Data entries:
#####
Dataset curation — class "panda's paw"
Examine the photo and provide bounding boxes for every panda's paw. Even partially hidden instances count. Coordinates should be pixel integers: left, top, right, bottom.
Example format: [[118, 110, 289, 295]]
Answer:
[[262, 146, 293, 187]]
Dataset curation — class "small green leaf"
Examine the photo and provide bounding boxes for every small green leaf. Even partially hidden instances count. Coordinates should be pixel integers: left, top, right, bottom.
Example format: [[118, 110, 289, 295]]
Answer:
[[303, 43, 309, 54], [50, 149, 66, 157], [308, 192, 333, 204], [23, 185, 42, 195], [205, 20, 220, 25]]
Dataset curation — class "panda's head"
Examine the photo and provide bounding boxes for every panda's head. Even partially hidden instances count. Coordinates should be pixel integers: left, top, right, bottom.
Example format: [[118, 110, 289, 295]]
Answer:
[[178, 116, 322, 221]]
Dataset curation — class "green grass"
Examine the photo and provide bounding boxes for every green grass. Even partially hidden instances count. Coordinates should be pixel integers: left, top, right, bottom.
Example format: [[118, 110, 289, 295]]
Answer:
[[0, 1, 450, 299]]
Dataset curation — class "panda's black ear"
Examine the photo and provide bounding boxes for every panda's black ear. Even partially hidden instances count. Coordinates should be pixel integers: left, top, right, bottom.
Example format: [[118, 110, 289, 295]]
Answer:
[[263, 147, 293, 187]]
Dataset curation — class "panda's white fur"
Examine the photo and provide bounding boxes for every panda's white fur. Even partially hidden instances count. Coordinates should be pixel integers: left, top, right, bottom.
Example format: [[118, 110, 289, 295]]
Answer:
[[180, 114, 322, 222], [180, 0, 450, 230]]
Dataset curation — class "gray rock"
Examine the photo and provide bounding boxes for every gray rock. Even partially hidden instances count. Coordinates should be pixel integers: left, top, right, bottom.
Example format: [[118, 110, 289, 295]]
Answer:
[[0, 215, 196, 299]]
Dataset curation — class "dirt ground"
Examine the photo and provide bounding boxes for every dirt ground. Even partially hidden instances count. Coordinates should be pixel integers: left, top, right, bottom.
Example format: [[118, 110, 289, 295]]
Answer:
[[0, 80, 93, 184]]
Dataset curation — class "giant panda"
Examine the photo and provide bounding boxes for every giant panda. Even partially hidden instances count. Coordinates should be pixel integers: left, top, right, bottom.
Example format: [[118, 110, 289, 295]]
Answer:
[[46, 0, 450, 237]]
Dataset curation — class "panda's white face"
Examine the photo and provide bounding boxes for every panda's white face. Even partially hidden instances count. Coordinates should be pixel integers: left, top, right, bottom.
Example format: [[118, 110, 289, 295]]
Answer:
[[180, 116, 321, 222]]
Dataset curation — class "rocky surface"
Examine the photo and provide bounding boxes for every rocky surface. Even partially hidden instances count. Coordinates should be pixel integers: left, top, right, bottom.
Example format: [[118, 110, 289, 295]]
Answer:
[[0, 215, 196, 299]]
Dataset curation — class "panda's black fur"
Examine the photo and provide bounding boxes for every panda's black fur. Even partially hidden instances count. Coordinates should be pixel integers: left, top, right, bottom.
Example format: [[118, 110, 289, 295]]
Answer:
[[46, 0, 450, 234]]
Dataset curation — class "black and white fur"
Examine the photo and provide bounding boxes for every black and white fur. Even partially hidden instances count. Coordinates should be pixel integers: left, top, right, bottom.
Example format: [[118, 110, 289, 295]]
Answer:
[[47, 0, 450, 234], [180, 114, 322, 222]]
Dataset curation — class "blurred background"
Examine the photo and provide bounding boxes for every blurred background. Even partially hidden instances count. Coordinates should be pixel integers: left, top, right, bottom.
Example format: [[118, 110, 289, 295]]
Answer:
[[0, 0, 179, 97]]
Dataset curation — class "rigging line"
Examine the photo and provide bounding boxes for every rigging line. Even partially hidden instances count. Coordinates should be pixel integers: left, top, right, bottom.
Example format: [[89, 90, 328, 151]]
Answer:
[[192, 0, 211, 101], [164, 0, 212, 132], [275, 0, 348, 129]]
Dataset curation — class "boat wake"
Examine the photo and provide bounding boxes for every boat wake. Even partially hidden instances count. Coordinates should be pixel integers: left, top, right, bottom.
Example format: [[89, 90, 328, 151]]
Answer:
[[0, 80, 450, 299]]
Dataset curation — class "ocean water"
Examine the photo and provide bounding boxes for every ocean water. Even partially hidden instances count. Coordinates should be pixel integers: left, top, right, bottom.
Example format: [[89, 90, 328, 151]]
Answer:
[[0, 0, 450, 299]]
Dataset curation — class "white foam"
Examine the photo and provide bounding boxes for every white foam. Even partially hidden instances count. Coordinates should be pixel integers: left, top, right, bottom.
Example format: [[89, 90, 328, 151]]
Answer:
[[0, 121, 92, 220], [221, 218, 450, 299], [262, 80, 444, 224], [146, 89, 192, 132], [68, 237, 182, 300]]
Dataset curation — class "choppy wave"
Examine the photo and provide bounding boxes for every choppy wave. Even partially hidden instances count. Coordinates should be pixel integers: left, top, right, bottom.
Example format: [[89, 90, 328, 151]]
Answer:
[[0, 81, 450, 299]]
#####
Task prompt »
Recast the entries from the start through the line containing "[[263, 147, 293, 187]]" as a two-column CSV with columns entry_text and answer, one row per entry. Put each field in quotation marks and replace line breaks with spaces.

Solution to this exercise »
entry_text,answer
"Dataset curation — class ""panda's paw"" Examine the photo and provide bounding boxes for every panda's paw. Even partially hidden instances count. Coordinates should be pixel integers: left, top, right, bottom. Example format: [[118, 110, 289, 295]] Answer:","[[262, 146, 293, 187]]"
"Dataset curation — class ""small green leaf"" Examine the photo and provide bounding boxes for every small green leaf. Even partially hidden instances count. Coordinates should be pixel integers: left, top, right, bottom. Example format: [[118, 110, 289, 295]] Answer:","[[303, 43, 309, 54], [50, 149, 66, 157], [308, 192, 333, 204], [23, 185, 42, 195], [205, 20, 220, 25]]"
"Dataset curation — class ""panda's head"" Examine the photo and provide bounding boxes for every panda's head. Even partially hidden instances count. Coordinates should be pixel integers: left, top, right, bottom. Example format: [[118, 110, 289, 295]] Answer:","[[178, 116, 322, 221]]"
"Dataset curation — class ""green grass"" Examine the photo and provide bounding boxes for every green grass. Even partially hidden instances count. Coordinates should be pixel integers: left, top, right, bottom. Example format: [[118, 110, 289, 295]] Answer:","[[0, 1, 450, 299]]"
"Dataset curation — class ""panda's black ear"" Examine the photo and provide bounding boxes for every panda's black ear. Even partially hidden instances count. Coordinates should be pixel integers: left, top, right, bottom. Example format: [[118, 110, 289, 295]] Answer:","[[263, 147, 293, 187]]"